> Task set:
1 - Reproduce part of the forum post about blurry DTG prints: begin at the words "I tested the" and stop after the words "the same blurriness.".
2 - From the forum post about blurry DTG prints, list every kind of shirt that the poster says was printed on using AcroRIP.

> Extract:
>>>>

# Blurry On DTG Using RIP software



## rgunawan (Apr 21, 2016)

Hello T-shirt Forums Member,

I would like to thank all of you for the MASSIVE amount of information you shared on this forum. I finally decided to jump on the "T-Shirt Printing" band wagon, after pondering and lurking through this forum for a few years 

I decided to use DTG printer and I am having an issue and wondering if you can help point me to the right direction.

Here is the issue:
The printer I am using is modified EPSON Stylus Photo 1390 series. By the vendor, I was trained to use 2 software programs: Acro RIP and EK Print.

The issue I am having is when I am using AcroRIP, and printing on White T-Shirt (no pre-treatment), the pictures is somewhat blurry. Blurry not to the point that it is unsellable, but it is something that I find it annoying. 

I tested the following image: https://s-media-cache-ak0.pinimg.com/736x/99/e2/20/99e220359b1f5027d793745bf4d089e2.jpg

And I can see the wings of the logo are a bit blurry, when printing on White Tshirt.

A few observation:
1. When using the AcroRIP on Black shirt with white underbase, it looks just Fine.
2. When using EKPrint, I NEVER have any of these blurry printing issue. However, EKPrint doesn't generate enough white ink (different concern), so the result is not as satisfactory as using AcroRIP
3. Originally, I was told that the chance is the print head was set too far. So I did a test where I set the T-Shirt from very CLOSE to the print head (to the point that the residue of the ink will get to the shirt), to very FAR to the print head. All result the same blurriness.
4. I also tested one with pre-treated White Shirt, same blurry result.

So, originally, I inclined to blame the Printer, BUT, that's not as logical, since the result on EKPrint has no blurry issue (with same exact image, same exact printer setting).

<<<<

> Collected data entries:
>>>>

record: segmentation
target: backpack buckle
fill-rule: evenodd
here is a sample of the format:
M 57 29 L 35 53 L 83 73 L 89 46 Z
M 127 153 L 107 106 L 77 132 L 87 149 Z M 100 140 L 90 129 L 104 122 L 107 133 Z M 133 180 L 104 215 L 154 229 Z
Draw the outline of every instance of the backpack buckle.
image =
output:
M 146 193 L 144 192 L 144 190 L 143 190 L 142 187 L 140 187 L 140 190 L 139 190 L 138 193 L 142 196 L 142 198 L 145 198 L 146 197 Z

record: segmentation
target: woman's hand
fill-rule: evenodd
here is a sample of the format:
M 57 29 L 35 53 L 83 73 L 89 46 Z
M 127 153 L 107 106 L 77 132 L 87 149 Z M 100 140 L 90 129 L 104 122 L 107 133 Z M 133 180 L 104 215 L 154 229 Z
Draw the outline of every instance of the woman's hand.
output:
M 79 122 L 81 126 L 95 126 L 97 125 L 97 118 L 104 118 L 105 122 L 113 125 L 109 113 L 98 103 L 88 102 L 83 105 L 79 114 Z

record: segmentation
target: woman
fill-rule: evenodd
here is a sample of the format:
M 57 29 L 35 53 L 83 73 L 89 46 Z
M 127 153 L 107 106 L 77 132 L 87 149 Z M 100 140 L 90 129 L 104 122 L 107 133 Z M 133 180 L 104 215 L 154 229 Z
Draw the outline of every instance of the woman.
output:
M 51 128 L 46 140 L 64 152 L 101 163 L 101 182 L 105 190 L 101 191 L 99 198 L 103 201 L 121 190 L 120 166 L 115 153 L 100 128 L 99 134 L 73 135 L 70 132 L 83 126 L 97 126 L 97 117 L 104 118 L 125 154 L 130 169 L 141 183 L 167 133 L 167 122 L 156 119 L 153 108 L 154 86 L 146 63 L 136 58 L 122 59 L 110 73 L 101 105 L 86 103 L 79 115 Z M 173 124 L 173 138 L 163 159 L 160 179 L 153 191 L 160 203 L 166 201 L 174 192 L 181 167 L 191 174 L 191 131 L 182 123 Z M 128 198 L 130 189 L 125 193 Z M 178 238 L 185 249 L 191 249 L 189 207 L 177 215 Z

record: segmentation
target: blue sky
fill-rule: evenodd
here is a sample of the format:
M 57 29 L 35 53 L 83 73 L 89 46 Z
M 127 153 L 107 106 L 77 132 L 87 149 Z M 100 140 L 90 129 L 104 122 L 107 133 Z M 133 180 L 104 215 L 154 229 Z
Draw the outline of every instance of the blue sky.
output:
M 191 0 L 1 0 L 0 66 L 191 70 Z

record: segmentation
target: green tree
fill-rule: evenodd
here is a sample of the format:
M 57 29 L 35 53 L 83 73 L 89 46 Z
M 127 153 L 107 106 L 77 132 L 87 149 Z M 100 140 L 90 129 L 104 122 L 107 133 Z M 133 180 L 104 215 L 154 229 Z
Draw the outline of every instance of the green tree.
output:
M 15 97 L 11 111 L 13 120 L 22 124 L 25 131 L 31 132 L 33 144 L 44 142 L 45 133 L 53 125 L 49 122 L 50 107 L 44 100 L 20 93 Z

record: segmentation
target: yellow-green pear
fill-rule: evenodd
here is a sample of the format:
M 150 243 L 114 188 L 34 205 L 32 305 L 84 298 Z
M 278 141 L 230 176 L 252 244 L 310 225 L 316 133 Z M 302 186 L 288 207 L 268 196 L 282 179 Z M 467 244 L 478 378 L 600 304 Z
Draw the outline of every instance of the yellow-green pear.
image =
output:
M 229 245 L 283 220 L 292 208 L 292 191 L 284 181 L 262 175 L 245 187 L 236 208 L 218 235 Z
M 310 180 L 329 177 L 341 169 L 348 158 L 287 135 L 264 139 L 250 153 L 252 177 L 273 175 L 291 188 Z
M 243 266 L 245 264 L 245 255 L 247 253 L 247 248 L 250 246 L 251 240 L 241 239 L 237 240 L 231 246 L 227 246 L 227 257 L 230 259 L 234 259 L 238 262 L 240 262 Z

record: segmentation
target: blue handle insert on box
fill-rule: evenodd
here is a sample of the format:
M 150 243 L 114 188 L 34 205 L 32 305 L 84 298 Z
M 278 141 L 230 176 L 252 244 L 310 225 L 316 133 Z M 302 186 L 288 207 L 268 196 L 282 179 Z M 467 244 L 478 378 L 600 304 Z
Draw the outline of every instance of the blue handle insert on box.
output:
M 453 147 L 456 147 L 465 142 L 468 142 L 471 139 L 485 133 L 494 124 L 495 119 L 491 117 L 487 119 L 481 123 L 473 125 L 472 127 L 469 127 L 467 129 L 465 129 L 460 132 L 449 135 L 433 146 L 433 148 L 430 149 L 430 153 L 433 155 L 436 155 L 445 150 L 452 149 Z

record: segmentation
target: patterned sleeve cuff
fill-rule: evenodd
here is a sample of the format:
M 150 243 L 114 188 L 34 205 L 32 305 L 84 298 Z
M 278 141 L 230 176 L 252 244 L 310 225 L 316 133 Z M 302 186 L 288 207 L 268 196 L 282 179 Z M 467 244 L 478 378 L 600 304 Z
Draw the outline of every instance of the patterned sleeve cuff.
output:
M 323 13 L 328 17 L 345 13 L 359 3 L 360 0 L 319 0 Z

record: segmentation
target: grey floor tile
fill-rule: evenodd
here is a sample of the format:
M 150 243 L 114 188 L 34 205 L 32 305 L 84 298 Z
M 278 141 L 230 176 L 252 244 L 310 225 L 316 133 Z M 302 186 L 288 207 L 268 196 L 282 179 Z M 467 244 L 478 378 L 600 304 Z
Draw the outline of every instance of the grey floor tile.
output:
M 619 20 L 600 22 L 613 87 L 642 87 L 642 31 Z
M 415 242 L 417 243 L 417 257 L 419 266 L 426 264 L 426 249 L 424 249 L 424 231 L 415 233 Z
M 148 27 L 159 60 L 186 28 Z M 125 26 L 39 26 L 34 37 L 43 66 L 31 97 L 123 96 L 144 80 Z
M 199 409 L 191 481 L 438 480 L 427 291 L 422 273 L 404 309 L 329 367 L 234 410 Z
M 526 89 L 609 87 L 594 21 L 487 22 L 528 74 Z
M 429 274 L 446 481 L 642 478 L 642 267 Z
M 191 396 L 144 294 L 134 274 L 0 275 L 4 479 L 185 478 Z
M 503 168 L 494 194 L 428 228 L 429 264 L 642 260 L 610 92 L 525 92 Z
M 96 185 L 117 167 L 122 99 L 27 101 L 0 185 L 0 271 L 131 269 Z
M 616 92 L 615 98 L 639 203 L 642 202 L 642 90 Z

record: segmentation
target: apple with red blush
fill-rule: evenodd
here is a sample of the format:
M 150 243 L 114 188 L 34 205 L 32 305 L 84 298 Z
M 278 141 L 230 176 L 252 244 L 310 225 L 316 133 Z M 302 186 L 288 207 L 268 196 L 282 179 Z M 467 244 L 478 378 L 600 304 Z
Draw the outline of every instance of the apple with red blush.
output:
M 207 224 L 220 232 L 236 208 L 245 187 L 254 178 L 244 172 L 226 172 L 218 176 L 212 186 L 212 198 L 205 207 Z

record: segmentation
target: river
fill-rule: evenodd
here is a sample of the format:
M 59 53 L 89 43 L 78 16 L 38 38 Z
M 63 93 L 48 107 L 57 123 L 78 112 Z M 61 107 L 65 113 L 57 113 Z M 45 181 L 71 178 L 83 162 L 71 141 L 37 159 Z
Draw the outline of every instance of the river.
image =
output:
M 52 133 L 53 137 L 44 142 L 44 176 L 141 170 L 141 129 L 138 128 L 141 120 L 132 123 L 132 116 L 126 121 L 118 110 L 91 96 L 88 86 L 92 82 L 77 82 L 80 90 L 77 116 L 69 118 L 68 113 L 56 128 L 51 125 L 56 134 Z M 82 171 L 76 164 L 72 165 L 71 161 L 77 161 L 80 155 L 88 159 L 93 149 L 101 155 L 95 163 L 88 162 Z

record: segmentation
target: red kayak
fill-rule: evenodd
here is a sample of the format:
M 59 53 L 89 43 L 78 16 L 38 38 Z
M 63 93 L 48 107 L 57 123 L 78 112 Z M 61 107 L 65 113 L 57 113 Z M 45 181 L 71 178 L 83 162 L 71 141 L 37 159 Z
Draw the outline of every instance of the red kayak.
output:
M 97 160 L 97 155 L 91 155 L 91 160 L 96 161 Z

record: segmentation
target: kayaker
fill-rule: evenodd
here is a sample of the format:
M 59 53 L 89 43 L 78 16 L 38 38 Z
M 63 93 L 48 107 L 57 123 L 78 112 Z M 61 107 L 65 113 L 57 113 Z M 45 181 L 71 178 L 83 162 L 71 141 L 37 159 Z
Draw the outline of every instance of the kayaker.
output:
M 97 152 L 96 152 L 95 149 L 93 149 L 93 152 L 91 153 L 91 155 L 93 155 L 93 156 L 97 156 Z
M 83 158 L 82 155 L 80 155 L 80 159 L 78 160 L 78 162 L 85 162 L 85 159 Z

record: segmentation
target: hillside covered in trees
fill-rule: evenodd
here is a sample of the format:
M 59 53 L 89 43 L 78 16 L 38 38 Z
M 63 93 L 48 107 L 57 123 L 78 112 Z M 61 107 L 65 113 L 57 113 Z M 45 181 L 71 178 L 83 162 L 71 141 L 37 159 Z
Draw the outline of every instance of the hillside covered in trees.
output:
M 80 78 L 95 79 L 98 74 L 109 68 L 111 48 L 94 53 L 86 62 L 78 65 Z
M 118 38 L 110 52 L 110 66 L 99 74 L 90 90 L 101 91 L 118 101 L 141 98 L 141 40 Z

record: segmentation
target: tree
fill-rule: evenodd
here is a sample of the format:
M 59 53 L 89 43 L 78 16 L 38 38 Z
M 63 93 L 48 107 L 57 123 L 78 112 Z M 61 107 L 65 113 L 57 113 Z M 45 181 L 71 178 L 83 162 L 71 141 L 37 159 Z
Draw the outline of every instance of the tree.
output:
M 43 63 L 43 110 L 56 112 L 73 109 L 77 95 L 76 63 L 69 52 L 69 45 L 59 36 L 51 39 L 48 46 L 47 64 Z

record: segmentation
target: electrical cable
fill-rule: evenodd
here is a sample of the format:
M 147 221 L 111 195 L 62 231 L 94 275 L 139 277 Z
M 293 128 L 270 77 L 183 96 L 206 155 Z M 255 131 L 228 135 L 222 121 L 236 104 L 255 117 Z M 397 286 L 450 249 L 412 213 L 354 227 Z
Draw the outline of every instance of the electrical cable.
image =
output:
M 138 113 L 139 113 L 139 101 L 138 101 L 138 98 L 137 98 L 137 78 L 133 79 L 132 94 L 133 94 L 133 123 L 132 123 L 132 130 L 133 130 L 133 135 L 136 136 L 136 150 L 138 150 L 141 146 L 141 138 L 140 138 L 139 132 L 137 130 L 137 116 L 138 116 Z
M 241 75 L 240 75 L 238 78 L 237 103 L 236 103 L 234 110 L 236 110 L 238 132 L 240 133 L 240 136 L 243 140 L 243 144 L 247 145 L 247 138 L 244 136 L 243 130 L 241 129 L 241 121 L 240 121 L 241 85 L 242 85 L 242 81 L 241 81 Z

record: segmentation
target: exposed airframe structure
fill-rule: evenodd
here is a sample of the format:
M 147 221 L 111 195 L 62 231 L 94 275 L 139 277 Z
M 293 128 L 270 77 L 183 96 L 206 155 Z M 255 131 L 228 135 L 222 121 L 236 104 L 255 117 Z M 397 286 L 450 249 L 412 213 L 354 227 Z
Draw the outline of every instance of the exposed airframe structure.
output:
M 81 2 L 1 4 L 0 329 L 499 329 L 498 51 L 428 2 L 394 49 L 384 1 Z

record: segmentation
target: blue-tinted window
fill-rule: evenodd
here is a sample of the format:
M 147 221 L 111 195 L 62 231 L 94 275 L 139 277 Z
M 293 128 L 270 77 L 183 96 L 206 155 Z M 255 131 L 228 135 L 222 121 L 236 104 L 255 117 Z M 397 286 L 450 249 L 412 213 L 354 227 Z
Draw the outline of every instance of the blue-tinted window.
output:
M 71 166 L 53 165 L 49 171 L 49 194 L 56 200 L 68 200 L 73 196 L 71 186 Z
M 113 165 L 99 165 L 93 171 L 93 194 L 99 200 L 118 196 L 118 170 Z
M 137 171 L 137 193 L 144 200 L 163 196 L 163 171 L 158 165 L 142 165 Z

<<<<

> In response:
1 -
I tested the following image: https://s-media-cache-ak0.pinimg.com/736x/99/e2/20/99e220359b1f5027d793745bf4d089e2.jpg

And I can see the wings of the logo are a bit blurry, when printing on White Tshirt.

A few observation:
1. When using the AcroRIP on Black shirt with white underbase, it looks just Fine.
2. When using EKPrint, I NEVER have any of these blurry printing issue. However, EKPrint doesn't generate enough white ink (different concern), so the result is not as satisfactory as using AcroRIP
3. Originally, I was told that the chance is the print head was set too far. So I did a test where I set the T-Shirt from very CLOSE to the print head (to the point that the residue of the ink will get to the shirt), to very FAR to the print head. All result the same blurriness.

2 -
- White T-shirt with no pre-treatment
- Black shirt with white underbase
- Pre-treated white shirt